++++ Given data
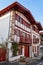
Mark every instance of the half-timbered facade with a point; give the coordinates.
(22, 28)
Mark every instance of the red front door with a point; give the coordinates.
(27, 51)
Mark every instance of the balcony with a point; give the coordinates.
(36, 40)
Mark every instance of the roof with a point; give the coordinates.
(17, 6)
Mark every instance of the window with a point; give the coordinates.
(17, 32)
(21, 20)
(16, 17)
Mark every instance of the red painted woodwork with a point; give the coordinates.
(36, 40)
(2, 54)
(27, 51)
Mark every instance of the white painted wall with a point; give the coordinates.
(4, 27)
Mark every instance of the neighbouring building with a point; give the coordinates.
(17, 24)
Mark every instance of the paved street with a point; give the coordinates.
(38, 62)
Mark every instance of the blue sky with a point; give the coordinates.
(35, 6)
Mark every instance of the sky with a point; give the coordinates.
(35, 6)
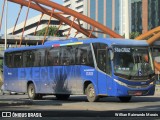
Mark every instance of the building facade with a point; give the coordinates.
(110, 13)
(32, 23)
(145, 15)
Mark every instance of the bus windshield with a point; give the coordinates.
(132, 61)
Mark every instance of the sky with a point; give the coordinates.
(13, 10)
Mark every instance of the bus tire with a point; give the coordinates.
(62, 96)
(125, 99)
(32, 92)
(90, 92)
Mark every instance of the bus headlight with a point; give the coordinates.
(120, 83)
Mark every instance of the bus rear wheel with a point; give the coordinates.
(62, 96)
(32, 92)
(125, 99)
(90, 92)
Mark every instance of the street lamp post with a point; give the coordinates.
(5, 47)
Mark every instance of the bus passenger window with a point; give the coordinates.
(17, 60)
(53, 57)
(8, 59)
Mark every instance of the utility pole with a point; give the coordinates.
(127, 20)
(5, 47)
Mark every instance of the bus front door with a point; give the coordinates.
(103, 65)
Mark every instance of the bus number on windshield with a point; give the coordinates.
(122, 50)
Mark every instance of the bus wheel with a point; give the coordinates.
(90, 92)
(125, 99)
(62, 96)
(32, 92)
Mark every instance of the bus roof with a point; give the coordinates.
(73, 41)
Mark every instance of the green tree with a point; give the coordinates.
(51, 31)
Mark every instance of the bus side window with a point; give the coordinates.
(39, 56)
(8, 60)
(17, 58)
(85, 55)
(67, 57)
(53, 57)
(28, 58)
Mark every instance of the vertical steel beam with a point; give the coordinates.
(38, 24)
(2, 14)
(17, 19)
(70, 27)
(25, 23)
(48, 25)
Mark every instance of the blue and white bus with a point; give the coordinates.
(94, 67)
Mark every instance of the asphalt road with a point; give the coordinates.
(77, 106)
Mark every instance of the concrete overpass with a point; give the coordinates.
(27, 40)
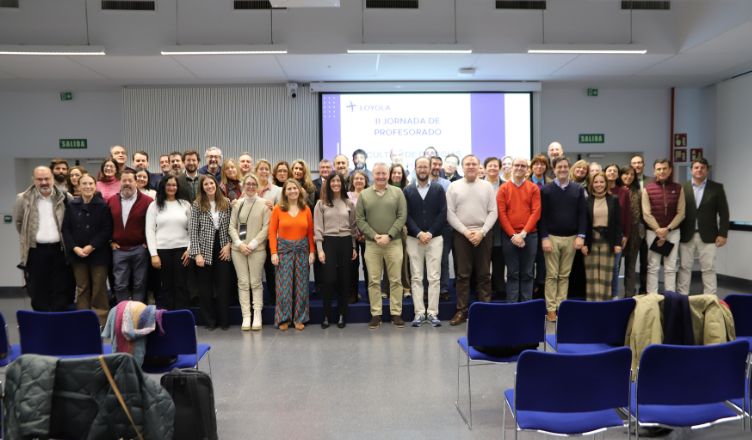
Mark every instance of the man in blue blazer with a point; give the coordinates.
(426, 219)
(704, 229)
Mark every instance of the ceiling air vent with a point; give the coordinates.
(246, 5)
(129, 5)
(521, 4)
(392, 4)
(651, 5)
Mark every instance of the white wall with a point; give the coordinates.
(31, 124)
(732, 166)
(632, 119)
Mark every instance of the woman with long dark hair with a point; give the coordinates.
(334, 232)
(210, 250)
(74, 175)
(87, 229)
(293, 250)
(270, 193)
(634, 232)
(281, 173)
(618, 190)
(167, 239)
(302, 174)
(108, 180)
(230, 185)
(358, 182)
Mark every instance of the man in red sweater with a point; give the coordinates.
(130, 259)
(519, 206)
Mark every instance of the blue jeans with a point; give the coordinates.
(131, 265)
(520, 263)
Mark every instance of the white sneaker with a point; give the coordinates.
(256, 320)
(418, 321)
++++++++
++++ Given data
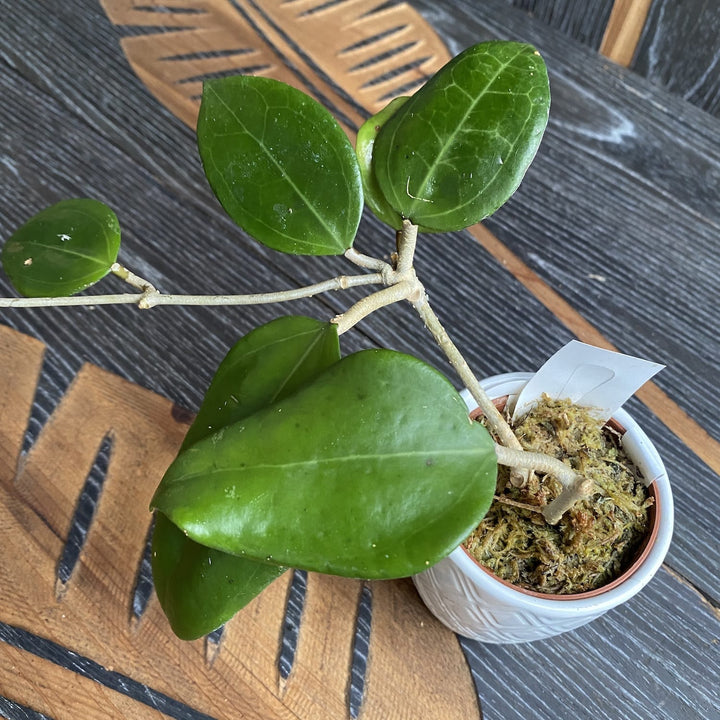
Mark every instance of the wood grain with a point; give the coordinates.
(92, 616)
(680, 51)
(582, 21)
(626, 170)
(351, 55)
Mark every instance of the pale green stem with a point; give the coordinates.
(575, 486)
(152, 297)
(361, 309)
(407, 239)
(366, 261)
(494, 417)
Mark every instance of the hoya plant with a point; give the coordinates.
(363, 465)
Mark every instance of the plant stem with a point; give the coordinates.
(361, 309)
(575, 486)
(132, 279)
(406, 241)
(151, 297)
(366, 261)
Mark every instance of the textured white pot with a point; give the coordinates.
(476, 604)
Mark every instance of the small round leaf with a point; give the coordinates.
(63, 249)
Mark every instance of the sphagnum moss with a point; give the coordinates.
++++++++
Above are the lines; repeat exactly the ones from the line containing "Mark every instance of the pale" down to the line containing "Mark every instance of the sphagnum", both inclusive.

▶ [Expected output]
Mark every instance of the pale green stem with a point; give the coordinates.
(575, 486)
(152, 297)
(361, 309)
(407, 239)
(366, 261)
(494, 417)
Mark every instance of the hoya plant with a point; give the coordinates.
(363, 465)
Mark every instance of the plant stem with a point; give the coordinates.
(361, 309)
(575, 486)
(132, 279)
(406, 241)
(151, 297)
(366, 261)
Mark every instance of the textured white pot with a point; give the coordinates.
(476, 604)
Mark every instance of the small round leaf with a point; give the coordinates.
(63, 249)
Mark every instance of the sphagnum moss with a point; give the coordinates.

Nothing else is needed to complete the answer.